[Entries taken from a collection]
━━━━━━━━━━━━━━━━
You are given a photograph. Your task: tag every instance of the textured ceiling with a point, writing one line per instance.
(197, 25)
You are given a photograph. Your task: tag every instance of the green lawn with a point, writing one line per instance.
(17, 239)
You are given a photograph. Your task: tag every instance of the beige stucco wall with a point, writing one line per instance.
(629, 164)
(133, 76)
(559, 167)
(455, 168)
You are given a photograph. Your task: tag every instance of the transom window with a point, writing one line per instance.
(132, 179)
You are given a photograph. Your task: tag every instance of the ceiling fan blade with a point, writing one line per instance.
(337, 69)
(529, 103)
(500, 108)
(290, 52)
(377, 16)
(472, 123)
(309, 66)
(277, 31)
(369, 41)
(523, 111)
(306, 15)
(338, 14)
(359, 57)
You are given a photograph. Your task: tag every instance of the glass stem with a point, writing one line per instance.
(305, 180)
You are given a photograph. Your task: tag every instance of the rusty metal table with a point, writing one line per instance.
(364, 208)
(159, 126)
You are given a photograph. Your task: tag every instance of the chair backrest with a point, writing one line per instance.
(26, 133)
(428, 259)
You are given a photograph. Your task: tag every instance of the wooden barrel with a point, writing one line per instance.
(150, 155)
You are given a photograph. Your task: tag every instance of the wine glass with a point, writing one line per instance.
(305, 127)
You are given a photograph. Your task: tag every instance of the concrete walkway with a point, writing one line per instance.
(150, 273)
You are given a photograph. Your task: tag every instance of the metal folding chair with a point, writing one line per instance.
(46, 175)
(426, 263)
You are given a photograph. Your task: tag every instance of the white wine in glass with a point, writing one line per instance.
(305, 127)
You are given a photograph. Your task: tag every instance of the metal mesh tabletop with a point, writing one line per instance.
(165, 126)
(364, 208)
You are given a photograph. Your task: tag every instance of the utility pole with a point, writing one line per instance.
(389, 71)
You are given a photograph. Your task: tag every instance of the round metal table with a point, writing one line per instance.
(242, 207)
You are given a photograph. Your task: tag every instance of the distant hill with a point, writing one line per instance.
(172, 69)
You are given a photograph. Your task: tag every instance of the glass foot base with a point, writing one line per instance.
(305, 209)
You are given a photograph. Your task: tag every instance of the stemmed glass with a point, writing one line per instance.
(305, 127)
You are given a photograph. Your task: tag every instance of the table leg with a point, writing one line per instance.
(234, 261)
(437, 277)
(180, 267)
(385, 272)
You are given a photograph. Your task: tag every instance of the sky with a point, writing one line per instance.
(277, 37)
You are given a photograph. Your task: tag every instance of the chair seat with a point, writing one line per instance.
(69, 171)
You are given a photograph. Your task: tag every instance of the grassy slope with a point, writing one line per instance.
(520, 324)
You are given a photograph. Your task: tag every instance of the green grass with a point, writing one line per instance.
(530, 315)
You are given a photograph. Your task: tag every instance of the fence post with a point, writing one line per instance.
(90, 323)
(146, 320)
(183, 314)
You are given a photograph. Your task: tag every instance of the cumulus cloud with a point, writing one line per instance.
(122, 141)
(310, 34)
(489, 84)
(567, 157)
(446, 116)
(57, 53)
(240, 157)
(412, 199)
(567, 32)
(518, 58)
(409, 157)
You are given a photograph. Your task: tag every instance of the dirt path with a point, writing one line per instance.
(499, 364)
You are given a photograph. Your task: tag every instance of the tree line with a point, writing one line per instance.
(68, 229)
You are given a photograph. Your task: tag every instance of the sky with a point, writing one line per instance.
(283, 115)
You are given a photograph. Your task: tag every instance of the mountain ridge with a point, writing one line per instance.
━━━━━━━━━━━━━━━━
* **WHAT IS NEEDED**: Arrange the lines of the listing, from the one containing "the green grass" through the end of the listing, inclusive, as a Markdown table with the columns n and Line. Put the row number under n and the line under Line, and leave out blank lines.

* **ANSWER TO THE PROBLEM**:
| n | Line |
|---|---|
| 1 | You are given a photograph. Your task: tag every instance of the green grass with a point, writing one line per instance. |
| 2 | (530, 315) |
| 3 | You are given a photograph. Your task: tag every instance of the fence post with a point, writing one line per instance. |
| 4 | (90, 323) |
| 5 | (146, 320) |
| 6 | (183, 314) |
| 7 | You are given a photograph. Your task: tag every instance of the cumulus cloud with a point, writing one line per instance. |
| 8 | (122, 141) |
| 9 | (310, 34) |
| 10 | (489, 84) |
| 11 | (567, 157) |
| 12 | (446, 116) |
| 13 | (57, 53) |
| 14 | (240, 157) |
| 15 | (412, 199) |
| 16 | (567, 32) |
| 17 | (518, 58) |
| 18 | (409, 157) |
| 19 | You are given a photograph. Your task: tag every instance of the dirt path with a point, writing one line per instance. |
| 20 | (499, 364) |
| 21 | You are given a photograph. Your task: tag every instance of the tree line with a point, writing one line per instance. |
| 22 | (68, 229) |
| 23 | You are given a photograph. Your task: tag every instance of the sky with a point, writing one line per instance. |
| 24 | (283, 115) |
| 25 | You are given a photograph. Your task: tag every instance of the mountain ridge with a point, writing one line per instance. |